• _Brief_:
Give the lines from the one holding "Query: **bird's belly**" through the one holding "Outline every instance of the **bird's", inclusive, as a Markdown table with columns Row and Line. Leave out any blank lines.

[Excerpts from segmentation records]
::::::::::

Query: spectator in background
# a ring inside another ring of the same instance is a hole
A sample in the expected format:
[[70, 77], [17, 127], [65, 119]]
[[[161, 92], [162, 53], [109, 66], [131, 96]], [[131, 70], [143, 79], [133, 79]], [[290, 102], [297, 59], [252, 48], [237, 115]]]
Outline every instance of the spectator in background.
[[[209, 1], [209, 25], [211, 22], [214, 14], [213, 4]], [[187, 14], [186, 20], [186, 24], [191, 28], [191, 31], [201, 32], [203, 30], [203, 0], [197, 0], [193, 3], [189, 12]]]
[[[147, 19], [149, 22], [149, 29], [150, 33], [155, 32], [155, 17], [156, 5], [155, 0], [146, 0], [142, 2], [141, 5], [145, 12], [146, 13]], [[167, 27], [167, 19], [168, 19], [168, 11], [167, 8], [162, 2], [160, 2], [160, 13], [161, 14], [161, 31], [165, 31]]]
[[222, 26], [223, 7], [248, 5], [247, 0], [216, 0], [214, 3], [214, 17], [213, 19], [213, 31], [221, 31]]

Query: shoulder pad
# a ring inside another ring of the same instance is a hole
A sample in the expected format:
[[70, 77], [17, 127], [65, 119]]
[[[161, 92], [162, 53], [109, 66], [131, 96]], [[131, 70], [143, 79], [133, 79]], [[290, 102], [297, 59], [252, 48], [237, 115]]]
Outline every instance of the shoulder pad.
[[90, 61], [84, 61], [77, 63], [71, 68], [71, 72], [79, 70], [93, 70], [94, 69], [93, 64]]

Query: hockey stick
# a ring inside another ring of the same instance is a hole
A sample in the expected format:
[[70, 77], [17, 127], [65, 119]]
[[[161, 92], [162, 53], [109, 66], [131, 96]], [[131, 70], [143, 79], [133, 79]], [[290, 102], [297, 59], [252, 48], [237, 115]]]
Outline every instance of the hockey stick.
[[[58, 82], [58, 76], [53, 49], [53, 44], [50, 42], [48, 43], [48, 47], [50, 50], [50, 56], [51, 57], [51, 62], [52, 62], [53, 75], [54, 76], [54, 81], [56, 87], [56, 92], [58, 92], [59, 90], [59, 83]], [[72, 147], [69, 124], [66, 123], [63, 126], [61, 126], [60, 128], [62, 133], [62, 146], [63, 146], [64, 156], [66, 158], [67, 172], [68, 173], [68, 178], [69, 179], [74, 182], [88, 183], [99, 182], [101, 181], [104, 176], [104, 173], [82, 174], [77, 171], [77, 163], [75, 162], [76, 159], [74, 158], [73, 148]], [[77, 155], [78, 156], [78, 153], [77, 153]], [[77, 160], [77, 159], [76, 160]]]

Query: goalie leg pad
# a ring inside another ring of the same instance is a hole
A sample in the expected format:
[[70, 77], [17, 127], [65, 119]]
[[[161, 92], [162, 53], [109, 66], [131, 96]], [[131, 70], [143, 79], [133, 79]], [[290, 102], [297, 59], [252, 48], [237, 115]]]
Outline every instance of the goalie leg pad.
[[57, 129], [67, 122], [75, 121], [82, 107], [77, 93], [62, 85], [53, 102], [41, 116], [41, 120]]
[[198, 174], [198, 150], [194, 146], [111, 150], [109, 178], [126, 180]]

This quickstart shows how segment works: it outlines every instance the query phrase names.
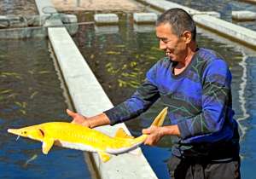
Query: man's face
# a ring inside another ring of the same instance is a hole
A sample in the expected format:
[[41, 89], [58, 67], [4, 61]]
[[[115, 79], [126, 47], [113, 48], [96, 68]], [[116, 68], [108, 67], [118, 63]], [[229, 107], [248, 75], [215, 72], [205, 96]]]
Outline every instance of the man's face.
[[166, 52], [172, 61], [183, 61], [187, 54], [187, 43], [183, 37], [176, 35], [168, 23], [156, 26], [156, 36], [160, 40], [160, 49]]

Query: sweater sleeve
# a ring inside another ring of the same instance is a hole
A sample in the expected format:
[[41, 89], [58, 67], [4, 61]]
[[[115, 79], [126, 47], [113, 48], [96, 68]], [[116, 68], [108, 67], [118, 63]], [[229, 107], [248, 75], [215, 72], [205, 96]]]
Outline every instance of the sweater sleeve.
[[146, 80], [137, 89], [135, 93], [124, 102], [103, 112], [113, 125], [139, 116], [160, 97], [160, 93], [154, 82], [155, 66], [147, 73]]
[[177, 124], [182, 139], [220, 131], [231, 106], [231, 73], [223, 60], [209, 62], [202, 78], [201, 113]]

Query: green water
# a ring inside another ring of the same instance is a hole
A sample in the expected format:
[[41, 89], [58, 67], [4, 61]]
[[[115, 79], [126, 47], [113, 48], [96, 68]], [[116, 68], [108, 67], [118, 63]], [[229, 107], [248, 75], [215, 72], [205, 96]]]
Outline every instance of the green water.
[[[80, 26], [79, 32], [73, 37], [114, 105], [129, 97], [144, 79], [145, 72], [164, 55], [158, 49], [154, 27], [136, 26], [129, 14], [120, 16], [121, 23], [117, 26], [104, 28], [94, 25]], [[241, 174], [242, 178], [253, 178], [253, 165], [256, 165], [256, 150], [253, 150], [256, 146], [253, 136], [256, 133], [256, 106], [253, 105], [256, 101], [253, 92], [256, 84], [253, 78], [256, 76], [256, 52], [247, 54], [242, 47], [222, 43], [218, 36], [209, 36], [204, 32], [199, 32], [198, 44], [220, 53], [231, 68], [233, 106], [242, 136]], [[150, 125], [162, 107], [161, 102], [158, 101], [147, 113], [127, 122], [131, 133], [139, 136], [142, 129]], [[171, 155], [171, 148], [172, 141], [168, 136], [162, 139], [156, 147], [143, 146], [143, 151], [159, 178], [168, 178], [166, 163]]]
[[90, 178], [82, 152], [7, 133], [9, 128], [69, 121], [46, 39], [0, 41], [0, 178]]

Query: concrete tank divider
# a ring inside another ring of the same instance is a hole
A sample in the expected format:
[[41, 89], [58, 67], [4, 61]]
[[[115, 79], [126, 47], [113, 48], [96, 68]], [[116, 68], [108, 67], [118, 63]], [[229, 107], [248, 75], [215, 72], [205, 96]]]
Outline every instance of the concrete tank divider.
[[[74, 42], [64, 27], [49, 27], [49, 38], [63, 75], [72, 101], [77, 112], [84, 116], [93, 116], [113, 107], [95, 75], [90, 69]], [[125, 124], [102, 126], [96, 130], [113, 136], [117, 129], [128, 129]], [[96, 153], [93, 159], [102, 179], [154, 179], [157, 178], [140, 148], [139, 155], [125, 153], [113, 156], [102, 163]]]
[[194, 20], [204, 28], [210, 29], [218, 34], [241, 42], [243, 44], [255, 49], [256, 49], [256, 32], [232, 24], [230, 22], [220, 20], [206, 12], [201, 12], [193, 9], [180, 5], [178, 3], [168, 2], [166, 0], [137, 0], [144, 4], [151, 5], [161, 11], [172, 8], [181, 8], [189, 13]]

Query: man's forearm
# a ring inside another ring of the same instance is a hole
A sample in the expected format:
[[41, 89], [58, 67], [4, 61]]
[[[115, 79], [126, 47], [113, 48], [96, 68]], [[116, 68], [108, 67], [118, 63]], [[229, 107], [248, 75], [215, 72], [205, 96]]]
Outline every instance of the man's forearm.
[[161, 132], [163, 136], [180, 136], [180, 131], [177, 125], [166, 125], [161, 127]]

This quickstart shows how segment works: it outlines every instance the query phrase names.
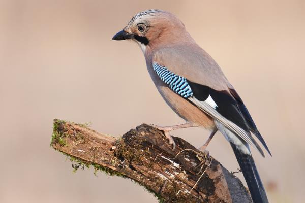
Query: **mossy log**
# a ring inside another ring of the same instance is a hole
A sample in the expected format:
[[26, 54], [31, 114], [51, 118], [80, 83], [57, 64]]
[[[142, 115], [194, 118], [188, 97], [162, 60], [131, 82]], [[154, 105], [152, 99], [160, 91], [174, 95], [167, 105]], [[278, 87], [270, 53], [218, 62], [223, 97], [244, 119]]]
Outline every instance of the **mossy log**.
[[172, 150], [162, 132], [146, 124], [121, 138], [54, 120], [51, 145], [82, 165], [130, 178], [162, 202], [252, 202], [240, 181], [183, 139]]

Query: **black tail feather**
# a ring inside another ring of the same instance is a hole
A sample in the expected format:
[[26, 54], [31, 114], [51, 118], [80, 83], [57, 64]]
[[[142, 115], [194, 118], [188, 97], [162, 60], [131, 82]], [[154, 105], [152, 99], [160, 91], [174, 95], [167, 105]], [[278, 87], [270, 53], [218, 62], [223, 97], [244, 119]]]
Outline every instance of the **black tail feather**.
[[252, 156], [243, 154], [232, 143], [231, 146], [250, 191], [253, 203], [268, 203], [267, 194]]

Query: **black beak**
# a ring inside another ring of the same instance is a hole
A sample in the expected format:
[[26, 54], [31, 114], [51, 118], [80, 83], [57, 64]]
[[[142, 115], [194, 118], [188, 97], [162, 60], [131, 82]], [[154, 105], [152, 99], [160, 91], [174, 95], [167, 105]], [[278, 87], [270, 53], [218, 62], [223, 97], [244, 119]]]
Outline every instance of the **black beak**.
[[124, 40], [131, 38], [133, 38], [134, 35], [127, 33], [124, 30], [121, 30], [117, 32], [113, 37], [112, 40]]

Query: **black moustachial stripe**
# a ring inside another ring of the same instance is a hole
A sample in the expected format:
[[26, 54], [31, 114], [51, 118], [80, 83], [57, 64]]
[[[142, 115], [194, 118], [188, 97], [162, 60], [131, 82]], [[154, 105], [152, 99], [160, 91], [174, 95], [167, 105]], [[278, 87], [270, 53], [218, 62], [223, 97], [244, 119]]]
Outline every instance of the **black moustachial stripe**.
[[148, 45], [149, 43], [149, 41], [146, 37], [139, 36], [137, 35], [135, 35], [134, 38], [145, 45]]

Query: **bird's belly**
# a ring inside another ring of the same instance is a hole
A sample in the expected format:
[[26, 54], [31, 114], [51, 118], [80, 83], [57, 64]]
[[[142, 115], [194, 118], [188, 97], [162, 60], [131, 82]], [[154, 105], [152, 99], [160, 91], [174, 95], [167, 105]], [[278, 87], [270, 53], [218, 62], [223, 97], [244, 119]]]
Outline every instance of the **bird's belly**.
[[165, 101], [179, 116], [206, 129], [211, 130], [214, 129], [214, 122], [209, 116], [168, 87], [157, 84], [156, 86]]

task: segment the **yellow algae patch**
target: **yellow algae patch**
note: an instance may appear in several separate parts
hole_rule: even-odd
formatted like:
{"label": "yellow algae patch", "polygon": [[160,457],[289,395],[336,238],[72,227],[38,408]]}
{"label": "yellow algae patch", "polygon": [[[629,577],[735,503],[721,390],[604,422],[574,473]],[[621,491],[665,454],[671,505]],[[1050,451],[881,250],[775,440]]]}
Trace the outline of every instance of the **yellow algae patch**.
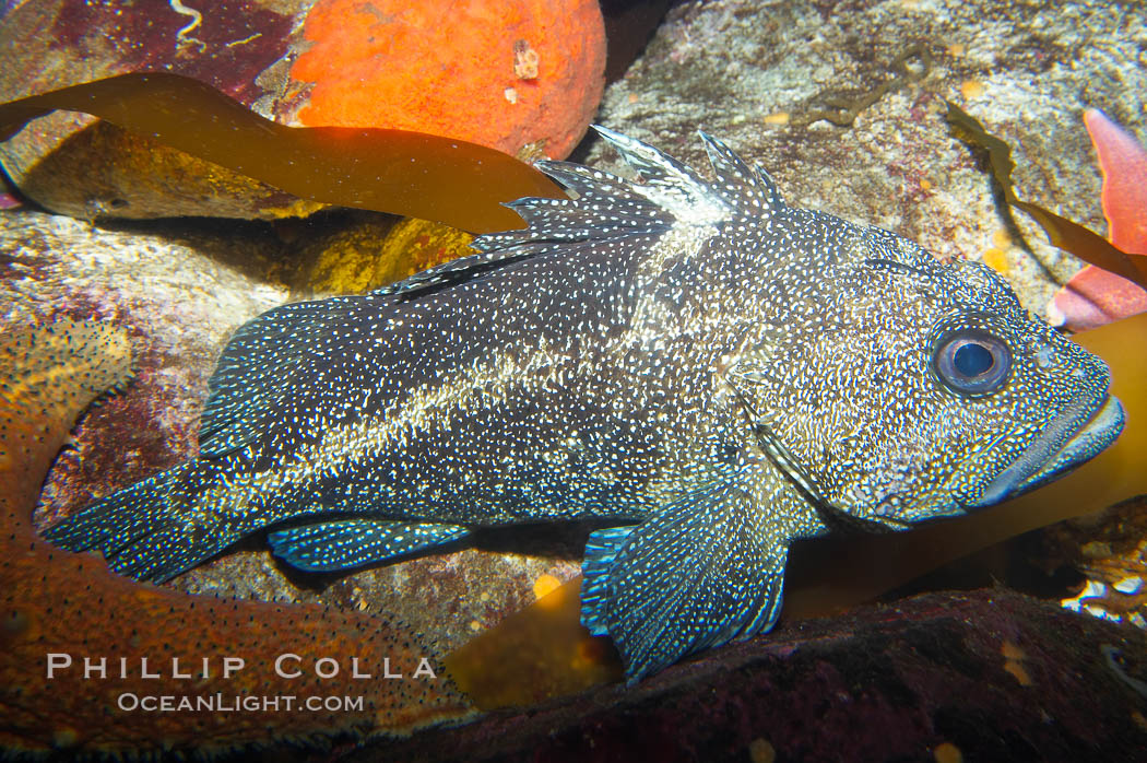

::::::::::

• _The reply_:
| Row | Line |
|---|---|
| 1 | Query: **bird's belly** |
| 2 | # a ring inside another ring of the same instance is a hole |
| 3 | A sample in the expected format: |
| 4 | [[26, 54], [31, 114], [51, 118], [80, 83], [57, 64]] |
| 5 | [[[142, 115], [194, 118], [188, 97], [162, 60], [131, 82]], [[154, 105], [152, 99], [160, 91], [174, 95], [167, 105]], [[278, 87], [270, 53], [218, 62], [223, 97], [244, 119]]] |
| 6 | Outline every instance of the **bird's belly**. |